• What is being asked: Locate "form: point(64, 97)." in the listing below, then output the line holding it and every line after it, exactly and with nothing else.

• Data lines:
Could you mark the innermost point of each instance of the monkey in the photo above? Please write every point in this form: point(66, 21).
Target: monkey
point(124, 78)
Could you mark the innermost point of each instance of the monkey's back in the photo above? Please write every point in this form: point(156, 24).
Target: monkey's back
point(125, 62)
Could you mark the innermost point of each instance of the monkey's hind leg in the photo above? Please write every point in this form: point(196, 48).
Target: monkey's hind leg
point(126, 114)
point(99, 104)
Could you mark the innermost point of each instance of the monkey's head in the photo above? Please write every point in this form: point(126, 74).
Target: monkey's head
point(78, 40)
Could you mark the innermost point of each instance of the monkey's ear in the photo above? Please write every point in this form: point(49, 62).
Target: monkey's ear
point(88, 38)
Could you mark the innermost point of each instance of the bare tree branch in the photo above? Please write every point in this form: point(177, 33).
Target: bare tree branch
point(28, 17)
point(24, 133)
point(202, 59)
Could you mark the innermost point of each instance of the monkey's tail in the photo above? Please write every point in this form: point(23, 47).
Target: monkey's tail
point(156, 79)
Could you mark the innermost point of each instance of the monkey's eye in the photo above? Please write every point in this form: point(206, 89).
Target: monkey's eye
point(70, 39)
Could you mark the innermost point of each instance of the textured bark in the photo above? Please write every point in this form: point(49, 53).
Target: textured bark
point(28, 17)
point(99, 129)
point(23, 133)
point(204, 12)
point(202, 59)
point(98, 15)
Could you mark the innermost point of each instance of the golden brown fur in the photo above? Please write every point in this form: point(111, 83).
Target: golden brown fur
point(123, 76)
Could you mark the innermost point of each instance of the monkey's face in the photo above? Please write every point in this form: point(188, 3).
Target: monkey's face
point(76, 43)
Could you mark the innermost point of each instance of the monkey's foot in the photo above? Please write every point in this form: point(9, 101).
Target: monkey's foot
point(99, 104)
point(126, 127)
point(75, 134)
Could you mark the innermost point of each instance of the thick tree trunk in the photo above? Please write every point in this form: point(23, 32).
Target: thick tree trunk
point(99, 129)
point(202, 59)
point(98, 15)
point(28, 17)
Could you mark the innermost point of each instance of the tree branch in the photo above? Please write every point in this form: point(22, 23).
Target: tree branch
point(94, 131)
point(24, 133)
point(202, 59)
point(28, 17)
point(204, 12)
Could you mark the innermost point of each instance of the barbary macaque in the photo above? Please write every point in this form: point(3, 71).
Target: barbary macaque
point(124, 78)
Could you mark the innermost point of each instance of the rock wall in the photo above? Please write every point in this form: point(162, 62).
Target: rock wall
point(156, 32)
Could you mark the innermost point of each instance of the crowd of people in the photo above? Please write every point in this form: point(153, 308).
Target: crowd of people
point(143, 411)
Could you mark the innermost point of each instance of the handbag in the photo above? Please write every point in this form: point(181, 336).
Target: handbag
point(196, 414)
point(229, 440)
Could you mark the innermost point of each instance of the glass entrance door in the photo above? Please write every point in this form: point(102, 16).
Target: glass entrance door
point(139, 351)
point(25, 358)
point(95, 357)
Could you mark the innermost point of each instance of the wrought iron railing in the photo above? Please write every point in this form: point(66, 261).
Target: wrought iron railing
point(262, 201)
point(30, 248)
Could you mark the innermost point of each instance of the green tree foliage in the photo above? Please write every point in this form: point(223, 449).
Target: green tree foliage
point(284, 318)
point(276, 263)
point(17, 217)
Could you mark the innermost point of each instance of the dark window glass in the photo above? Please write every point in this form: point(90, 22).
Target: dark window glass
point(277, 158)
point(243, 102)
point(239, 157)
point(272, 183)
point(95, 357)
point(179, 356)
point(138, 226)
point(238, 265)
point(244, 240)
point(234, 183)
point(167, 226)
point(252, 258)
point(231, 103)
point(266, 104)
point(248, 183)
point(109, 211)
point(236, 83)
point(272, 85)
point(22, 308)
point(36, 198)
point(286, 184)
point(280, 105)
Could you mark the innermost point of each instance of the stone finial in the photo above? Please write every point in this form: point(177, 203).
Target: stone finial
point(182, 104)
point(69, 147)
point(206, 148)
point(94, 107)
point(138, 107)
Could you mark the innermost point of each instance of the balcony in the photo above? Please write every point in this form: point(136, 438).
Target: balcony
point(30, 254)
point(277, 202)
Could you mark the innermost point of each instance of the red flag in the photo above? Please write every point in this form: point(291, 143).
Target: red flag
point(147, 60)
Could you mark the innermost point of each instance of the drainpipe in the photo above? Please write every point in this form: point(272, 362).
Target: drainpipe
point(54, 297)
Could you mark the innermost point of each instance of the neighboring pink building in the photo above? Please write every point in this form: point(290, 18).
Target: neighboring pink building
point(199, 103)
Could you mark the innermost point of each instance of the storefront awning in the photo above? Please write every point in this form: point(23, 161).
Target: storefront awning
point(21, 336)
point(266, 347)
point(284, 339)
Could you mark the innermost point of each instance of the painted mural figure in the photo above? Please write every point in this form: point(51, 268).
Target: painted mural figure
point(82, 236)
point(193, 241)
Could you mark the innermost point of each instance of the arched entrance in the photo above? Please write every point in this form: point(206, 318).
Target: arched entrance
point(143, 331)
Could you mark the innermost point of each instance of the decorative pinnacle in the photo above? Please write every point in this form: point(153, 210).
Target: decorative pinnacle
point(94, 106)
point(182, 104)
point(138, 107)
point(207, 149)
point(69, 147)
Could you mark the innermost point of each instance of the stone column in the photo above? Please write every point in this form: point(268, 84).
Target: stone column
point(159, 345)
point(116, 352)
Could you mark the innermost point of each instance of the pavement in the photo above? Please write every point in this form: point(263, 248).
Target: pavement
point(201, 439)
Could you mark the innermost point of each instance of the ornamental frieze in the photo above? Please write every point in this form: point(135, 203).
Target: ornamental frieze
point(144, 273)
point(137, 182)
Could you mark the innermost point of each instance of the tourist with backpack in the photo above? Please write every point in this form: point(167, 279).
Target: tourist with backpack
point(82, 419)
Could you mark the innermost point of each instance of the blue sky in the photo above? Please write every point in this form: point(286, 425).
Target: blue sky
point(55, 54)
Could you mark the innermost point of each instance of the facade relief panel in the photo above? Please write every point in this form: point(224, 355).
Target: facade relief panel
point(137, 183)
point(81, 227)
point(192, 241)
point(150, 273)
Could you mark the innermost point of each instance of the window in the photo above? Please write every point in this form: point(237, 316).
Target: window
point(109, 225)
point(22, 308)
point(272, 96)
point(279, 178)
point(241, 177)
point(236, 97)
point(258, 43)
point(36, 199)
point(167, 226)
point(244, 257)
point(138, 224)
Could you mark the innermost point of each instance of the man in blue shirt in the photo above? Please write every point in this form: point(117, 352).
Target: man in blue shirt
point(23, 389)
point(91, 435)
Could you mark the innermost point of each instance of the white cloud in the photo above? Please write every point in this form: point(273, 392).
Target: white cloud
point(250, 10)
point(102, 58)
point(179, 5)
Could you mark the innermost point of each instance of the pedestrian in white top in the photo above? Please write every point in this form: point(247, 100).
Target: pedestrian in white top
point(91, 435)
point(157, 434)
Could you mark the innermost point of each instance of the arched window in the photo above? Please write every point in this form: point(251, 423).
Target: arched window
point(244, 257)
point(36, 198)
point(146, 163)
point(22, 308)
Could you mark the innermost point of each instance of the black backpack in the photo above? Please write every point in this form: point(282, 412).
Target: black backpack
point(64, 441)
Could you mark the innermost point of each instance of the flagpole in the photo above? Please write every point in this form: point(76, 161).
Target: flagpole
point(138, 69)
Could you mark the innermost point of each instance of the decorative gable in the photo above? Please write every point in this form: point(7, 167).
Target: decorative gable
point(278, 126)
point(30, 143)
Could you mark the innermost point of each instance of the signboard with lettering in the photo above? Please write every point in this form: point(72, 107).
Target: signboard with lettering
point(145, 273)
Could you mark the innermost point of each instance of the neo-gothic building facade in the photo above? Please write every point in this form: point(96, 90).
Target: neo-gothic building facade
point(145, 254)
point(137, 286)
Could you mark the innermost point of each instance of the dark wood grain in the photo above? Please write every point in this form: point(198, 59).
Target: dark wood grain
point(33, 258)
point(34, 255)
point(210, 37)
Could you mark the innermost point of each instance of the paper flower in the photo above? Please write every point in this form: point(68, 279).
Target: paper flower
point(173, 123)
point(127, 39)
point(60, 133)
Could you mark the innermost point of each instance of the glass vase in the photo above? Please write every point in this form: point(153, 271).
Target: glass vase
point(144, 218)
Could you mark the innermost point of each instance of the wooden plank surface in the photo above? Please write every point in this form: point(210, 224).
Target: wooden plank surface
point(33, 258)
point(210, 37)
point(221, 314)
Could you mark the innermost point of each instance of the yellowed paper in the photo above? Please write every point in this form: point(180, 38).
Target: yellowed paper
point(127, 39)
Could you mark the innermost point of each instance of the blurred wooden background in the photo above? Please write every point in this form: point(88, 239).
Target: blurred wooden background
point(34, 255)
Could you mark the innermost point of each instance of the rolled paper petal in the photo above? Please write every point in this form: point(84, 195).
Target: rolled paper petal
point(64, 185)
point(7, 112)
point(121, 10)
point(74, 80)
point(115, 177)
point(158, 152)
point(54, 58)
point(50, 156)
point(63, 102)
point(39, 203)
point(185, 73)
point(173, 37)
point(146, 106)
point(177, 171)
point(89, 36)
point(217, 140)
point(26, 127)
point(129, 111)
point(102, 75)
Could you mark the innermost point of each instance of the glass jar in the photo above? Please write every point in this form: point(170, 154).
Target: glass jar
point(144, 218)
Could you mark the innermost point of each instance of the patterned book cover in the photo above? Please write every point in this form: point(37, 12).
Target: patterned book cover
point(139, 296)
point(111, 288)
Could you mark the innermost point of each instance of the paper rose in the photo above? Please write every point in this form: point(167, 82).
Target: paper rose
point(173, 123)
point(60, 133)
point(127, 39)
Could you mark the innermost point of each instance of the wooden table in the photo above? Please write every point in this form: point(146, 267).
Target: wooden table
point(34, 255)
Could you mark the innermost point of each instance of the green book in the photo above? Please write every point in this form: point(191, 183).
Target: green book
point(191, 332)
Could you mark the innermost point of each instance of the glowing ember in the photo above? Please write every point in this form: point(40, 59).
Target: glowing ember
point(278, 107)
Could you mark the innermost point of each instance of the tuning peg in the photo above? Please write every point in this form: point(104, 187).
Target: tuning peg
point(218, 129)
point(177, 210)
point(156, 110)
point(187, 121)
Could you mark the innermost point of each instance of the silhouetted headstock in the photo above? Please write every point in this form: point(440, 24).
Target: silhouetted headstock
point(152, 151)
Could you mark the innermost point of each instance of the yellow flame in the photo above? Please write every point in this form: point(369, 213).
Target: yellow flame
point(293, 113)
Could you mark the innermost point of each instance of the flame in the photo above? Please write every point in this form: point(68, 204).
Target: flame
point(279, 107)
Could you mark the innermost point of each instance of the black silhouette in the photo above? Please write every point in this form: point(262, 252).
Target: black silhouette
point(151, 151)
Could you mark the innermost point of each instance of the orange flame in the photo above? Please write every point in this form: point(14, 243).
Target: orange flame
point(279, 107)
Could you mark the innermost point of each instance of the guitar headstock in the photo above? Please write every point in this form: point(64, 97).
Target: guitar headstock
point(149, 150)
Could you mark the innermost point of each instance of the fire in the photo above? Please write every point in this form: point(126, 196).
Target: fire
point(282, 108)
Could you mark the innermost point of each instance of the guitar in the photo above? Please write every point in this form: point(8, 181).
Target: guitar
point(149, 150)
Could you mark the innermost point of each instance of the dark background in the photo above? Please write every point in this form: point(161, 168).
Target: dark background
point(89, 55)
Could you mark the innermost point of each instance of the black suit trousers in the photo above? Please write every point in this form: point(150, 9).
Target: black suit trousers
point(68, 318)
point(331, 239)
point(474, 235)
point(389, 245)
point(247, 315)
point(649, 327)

• Exercise solution:
Could you mark the innermost point of each instance of the guitar headstock in the photo above? Please write every point in this form: point(64, 97).
Target: guitar headstock
point(149, 150)
Could you mark the innermost point of each instance of the fire in the photo above? Please write every point in this form: point(126, 196).
Target: fire
point(282, 108)
Could you mark the innermost point of each instance of the guitar in the photo above? Please write every point in this form: point(8, 181).
Target: guitar
point(149, 150)
Could you mark the innermost point of each instance of the dark background in the photo above? Please write every point in this form: point(161, 168).
Target: dark background
point(89, 55)
Could you mark the innermost point of each instance of the black suit trousers in the photo above? Please write every point in this form: point(150, 9).
Target: black suit trousers
point(68, 318)
point(331, 239)
point(474, 235)
point(389, 245)
point(247, 315)
point(649, 327)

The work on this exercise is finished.